### QUOTED PASSAGE
-- -- --

Saturday, August 19, 2017


Oh, look..... More rain.....
Very few girls took computing A-level.

By Jane Wakefield, Technology reporter for BBC News

17 August 2017

A worrying statistic for the tech industry was revealed in freshly-released A-level data - only 9.8% of those completing a computing course were girls. It comes amid a storm in Silicon Valley over the number of women employed in the tech industry. Experts agree that the world faces a digital skills shortage and that a more even gender balance is crucial. One industry body worried that too few boys were also choosing the subject.

-- -- --

### EXTRACTED MATERIAL
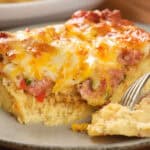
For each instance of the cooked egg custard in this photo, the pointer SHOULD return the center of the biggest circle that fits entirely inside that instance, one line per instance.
(66, 70)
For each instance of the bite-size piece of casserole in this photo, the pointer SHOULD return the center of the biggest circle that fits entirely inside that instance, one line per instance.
(60, 73)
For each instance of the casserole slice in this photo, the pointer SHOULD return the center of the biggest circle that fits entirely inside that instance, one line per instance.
(58, 74)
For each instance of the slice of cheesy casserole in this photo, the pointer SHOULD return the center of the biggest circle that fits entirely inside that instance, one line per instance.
(114, 119)
(58, 74)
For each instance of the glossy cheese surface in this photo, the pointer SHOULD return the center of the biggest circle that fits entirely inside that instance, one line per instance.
(92, 45)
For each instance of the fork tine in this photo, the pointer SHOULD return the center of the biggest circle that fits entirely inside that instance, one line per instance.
(133, 90)
(137, 92)
(127, 95)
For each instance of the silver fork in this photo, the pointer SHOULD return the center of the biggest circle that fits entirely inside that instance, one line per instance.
(131, 96)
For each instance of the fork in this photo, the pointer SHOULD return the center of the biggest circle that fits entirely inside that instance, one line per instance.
(131, 96)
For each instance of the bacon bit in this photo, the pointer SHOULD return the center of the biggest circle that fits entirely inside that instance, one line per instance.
(129, 57)
(4, 35)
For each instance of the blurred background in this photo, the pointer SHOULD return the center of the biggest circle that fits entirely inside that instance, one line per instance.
(25, 12)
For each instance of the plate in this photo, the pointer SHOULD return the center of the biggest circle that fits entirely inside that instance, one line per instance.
(41, 10)
(15, 135)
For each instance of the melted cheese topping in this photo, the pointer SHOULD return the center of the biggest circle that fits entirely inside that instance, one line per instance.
(70, 54)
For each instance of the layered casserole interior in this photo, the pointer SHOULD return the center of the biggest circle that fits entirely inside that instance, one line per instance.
(61, 73)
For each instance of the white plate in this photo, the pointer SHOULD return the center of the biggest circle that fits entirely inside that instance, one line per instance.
(15, 135)
(41, 10)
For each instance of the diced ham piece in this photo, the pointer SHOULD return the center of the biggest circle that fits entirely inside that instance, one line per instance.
(4, 35)
(86, 91)
(37, 88)
(129, 57)
(116, 76)
(89, 15)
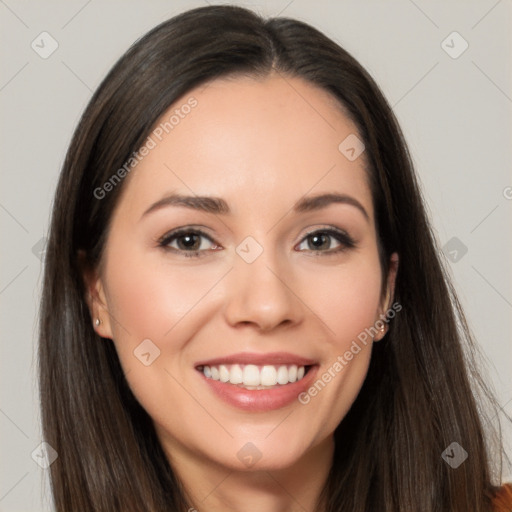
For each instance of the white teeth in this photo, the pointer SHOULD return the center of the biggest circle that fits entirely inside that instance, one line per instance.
(236, 376)
(255, 377)
(282, 375)
(223, 373)
(251, 375)
(268, 376)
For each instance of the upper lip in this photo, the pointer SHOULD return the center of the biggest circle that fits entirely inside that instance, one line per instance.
(270, 358)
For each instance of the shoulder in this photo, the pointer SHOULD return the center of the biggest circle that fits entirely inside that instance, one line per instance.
(502, 501)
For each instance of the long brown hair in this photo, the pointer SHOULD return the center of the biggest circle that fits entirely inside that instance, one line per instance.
(418, 397)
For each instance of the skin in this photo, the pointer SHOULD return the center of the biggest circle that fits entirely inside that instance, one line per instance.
(261, 145)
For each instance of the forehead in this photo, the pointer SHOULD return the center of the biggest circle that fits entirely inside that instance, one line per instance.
(251, 139)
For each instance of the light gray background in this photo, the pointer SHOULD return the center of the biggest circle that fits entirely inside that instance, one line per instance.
(455, 113)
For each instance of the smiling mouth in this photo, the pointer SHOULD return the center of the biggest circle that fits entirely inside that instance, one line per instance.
(255, 377)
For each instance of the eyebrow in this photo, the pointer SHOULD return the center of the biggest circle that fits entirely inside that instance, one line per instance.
(216, 205)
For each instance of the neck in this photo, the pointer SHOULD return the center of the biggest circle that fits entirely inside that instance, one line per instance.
(215, 488)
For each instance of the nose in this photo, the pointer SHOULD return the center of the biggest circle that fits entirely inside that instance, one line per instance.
(262, 294)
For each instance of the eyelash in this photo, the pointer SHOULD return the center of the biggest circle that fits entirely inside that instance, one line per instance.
(340, 236)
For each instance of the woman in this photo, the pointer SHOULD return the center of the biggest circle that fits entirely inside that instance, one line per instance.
(244, 306)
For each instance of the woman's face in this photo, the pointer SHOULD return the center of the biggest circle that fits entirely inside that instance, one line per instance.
(243, 252)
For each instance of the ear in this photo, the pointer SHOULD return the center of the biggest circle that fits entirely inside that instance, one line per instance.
(387, 301)
(95, 297)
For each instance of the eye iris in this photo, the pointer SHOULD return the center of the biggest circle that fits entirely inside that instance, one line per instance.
(318, 240)
(189, 241)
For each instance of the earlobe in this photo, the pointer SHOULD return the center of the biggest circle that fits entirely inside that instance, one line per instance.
(96, 299)
(390, 293)
(392, 273)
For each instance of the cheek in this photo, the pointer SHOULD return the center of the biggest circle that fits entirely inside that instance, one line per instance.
(347, 299)
(147, 299)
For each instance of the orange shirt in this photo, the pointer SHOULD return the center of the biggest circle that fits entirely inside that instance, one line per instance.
(502, 502)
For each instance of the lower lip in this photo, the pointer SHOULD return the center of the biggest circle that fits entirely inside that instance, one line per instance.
(259, 400)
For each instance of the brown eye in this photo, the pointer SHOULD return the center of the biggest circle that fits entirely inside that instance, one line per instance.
(326, 240)
(188, 242)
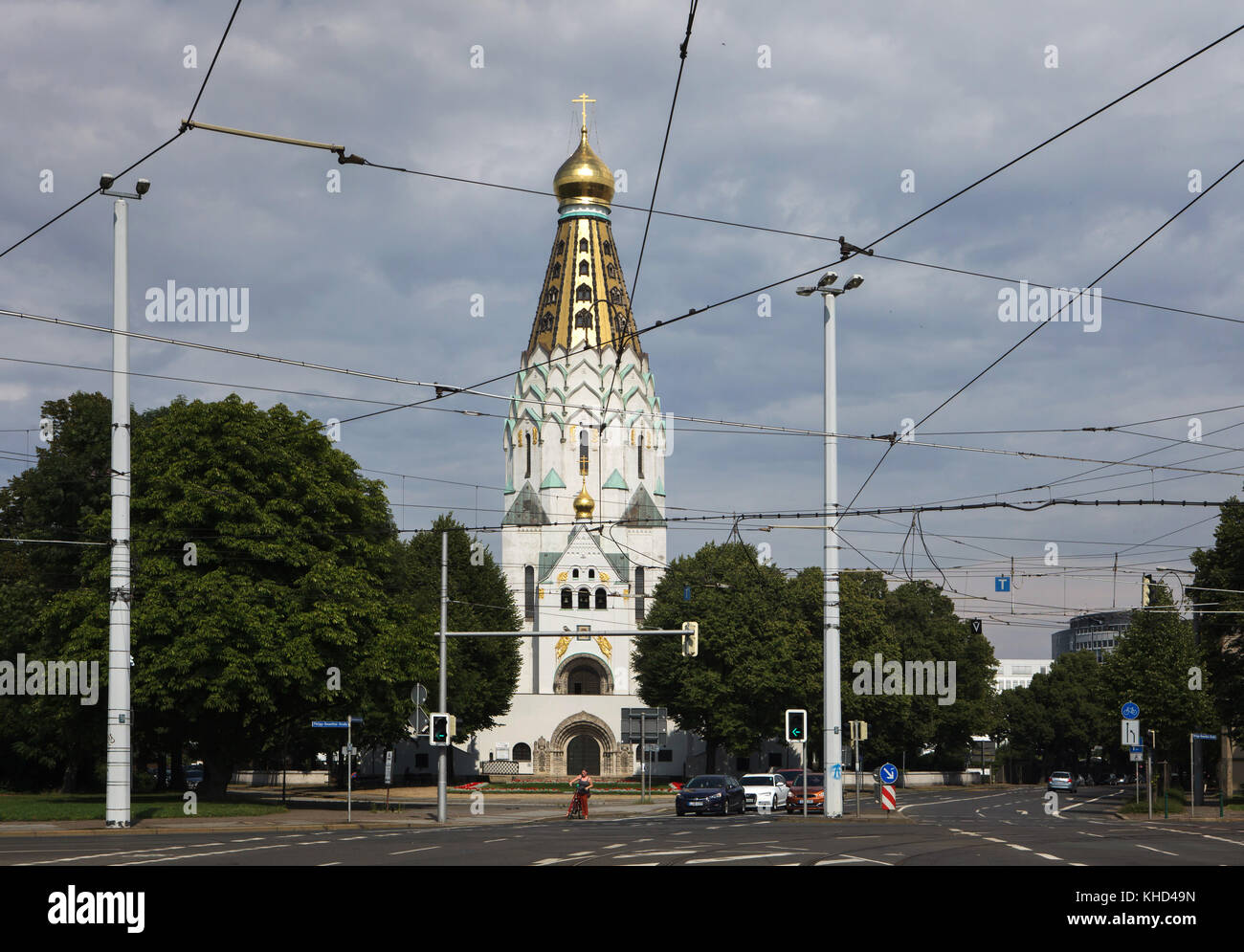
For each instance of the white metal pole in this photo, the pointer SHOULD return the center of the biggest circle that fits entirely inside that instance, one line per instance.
(120, 720)
(444, 699)
(833, 699)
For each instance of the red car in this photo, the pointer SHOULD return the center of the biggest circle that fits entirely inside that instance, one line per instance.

-- -- --

### PROBLEM
Write out the computing A-level passage word for word, starting at "Oh, look..... More" and ending at "choosing the subject.". The lines above are separate from the computing A-level passage.

### FINISHED EXERCISE
Oh, look..... More rain.....
Very few girls took computing A-level.

By Jane Wakefield, Technology reporter for BBC News

17 August 2017

A worrying statistic for the tech industry was revealed in freshly-released A-level data - only 9.8% of those completing a computing course were girls. It comes amid a storm in Silicon Valley over the number of women employed in the tech industry. Experts agree that the world faces a digital skills shortage and that a more even gender balance is crucial. One industry body worried that too few boys were also choosing the subject.